WHAT TO WORK ON - Reproduce the stretch from the start of the records through the line containing "Now the dense", with "dense forest" renamed to "thick woodland" and nothing else changed.

·····

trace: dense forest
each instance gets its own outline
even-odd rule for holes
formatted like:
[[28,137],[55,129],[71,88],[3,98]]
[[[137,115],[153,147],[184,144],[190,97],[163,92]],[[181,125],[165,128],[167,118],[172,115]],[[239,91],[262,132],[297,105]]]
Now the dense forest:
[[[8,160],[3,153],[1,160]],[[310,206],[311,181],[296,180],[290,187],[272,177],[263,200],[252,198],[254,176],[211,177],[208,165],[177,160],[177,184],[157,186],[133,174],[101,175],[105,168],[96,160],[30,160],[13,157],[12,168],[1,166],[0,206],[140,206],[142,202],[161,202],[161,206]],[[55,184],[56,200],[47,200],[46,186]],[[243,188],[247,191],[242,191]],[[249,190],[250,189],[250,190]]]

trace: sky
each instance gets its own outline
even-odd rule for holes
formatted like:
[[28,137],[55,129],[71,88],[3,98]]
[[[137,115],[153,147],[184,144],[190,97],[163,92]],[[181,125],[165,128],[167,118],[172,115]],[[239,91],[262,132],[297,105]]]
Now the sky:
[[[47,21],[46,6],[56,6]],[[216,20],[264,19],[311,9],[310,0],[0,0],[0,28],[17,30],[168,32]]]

·····

ANSWER -
trace: thick woodland
each instance gets its own outline
even-odd rule for holes
formatted like:
[[28,137],[55,129],[71,88],[3,98]]
[[[137,115],[153,147],[184,144],[190,97],[163,92]],[[181,125],[165,128],[167,118],[172,115]],[[239,91],[262,132],[297,105]]]
Now the thick woodland:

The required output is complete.